Exact reproduction of all the data is needed.

-------- Entries supplied

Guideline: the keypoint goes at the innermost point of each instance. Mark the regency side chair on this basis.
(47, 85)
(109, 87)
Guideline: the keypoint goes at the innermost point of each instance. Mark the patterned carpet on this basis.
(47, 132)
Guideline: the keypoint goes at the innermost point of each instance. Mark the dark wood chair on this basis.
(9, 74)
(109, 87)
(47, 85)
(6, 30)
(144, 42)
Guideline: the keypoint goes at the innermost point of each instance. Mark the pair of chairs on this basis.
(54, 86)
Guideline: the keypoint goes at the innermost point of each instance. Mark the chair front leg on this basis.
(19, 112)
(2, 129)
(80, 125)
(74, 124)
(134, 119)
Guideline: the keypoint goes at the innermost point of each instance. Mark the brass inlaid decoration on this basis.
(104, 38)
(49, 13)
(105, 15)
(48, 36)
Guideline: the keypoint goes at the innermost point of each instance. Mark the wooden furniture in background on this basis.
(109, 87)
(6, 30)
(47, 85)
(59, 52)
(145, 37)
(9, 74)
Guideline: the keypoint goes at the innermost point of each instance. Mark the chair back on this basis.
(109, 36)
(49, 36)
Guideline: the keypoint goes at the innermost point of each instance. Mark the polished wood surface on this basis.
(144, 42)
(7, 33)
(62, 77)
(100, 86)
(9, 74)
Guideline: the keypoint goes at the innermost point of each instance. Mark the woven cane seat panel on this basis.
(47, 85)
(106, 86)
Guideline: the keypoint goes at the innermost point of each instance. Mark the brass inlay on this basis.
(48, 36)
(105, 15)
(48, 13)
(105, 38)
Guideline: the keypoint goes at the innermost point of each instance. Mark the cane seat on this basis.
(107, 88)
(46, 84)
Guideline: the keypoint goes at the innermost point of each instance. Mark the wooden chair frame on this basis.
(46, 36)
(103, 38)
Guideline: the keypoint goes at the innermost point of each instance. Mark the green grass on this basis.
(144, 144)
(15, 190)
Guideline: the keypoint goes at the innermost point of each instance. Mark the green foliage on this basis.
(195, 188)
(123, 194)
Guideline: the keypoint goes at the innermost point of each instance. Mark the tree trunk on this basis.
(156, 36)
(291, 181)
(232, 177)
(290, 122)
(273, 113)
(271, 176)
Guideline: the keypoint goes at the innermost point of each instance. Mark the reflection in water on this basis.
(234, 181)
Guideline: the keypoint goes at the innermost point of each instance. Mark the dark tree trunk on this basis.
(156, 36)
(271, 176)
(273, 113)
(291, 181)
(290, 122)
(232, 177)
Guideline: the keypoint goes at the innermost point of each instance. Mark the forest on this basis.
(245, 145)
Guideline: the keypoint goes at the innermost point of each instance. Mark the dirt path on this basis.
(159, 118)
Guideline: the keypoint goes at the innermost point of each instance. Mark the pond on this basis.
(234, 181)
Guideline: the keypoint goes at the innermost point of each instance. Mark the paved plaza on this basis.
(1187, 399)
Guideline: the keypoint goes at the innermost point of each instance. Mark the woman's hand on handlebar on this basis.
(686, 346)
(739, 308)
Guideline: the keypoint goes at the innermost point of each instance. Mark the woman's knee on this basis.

----------------

_Output_:
Guideline: the keypoint goes at the innermost point of each instance. Mark the regency side chair on this basis.
(47, 85)
(109, 87)
Guideline: the keypoint goes at the innermost point of each instance. Mark the patterned carpet on this basis.
(47, 132)
Guideline: the keypoint goes at the innermost point of each instance. Mark the dark wood chair on this basis.
(9, 74)
(109, 87)
(47, 85)
(6, 30)
(144, 42)
Guideline: the keypoint goes at the innermost point of each instance. Mark the pair of chairs on this basis.
(54, 86)
Guideline: the keypoint goes at the innermost point of each instance. Mark the chair front leg on this basis.
(19, 112)
(2, 129)
(80, 125)
(74, 124)
(134, 119)
Guideline: the keypoint goes at the innermost point of each instance. Mark the brass inlaid decoration on this basis.
(104, 38)
(49, 13)
(105, 15)
(48, 36)
Guideline: the keypoint goes at the innermost point of each instance. Mark the wooden furniture in background on this basis.
(109, 87)
(6, 30)
(47, 85)
(59, 52)
(145, 37)
(9, 74)
Guideline: the keypoint goes at the innermost point of each instance. Mark the chair back on this basis.
(109, 36)
(49, 36)
Guideline: the keypoint goes at the innermost point of each instance. Mark the polished wood surface on this basis.
(144, 42)
(7, 33)
(62, 77)
(100, 86)
(9, 74)
Guideline: the keypoint goes at the innermost point of each instance. Mark the woven cane seat panel on this basis.
(47, 85)
(106, 86)
Guideline: the keypoint goes at the innermost point of each instance. Mark the brass inlay on this basis.
(48, 36)
(105, 15)
(48, 13)
(105, 38)
Guideline: the keypoint goes at the innermost point of each instance. Mark the cane seat on this basis.
(107, 88)
(46, 84)
Guideline: the keypoint goes at the innermost point of each instance. Mark the wooden chair frame on this basis.
(46, 36)
(103, 38)
Guideline: the keypoint goes at the innermost point of each instance. Mark the green grass on this basis.
(144, 144)
(15, 190)
Guideline: the keypoint goes at the innermost point of each instance. Mark the green foliage on this basis.
(195, 188)
(123, 194)
Guideline: the keypoint goes at the innermost point of each instance. Mark the tree trunk on this basis.
(156, 36)
(291, 181)
(232, 177)
(290, 122)
(273, 113)
(271, 176)
Guideline: the keypoint goes at the innermost point of each instance. Mark the reflection in water on this basis.
(234, 181)
Guideline: the keypoint goes at the innermost point of each instance. Mark the dark tree trunk on this basis.
(156, 36)
(271, 176)
(273, 113)
(291, 181)
(290, 122)
(232, 177)
Guideline: the keypoint goes at the innermost point of each instance. Mark the forest on this basis.
(245, 145)
Guideline: the keypoint goes at the innermost point of each instance. Mark the dirt path on this basis.
(159, 118)
Guideline: the keypoint goes at the innermost point of each instance. Mark the pond on this basis.
(234, 181)
Guideline: the keypoint goes at the innermost point of each instance. Mark the paved plaza on this basis.
(1187, 399)
Guideline: the keypoint goes at the innermost point of each instance. Mark the woman's hand on handlebar on this basis.
(686, 346)
(739, 308)
Guideline: the keypoint goes at the innermost point of each instance. Mark the woman's knee on this basis.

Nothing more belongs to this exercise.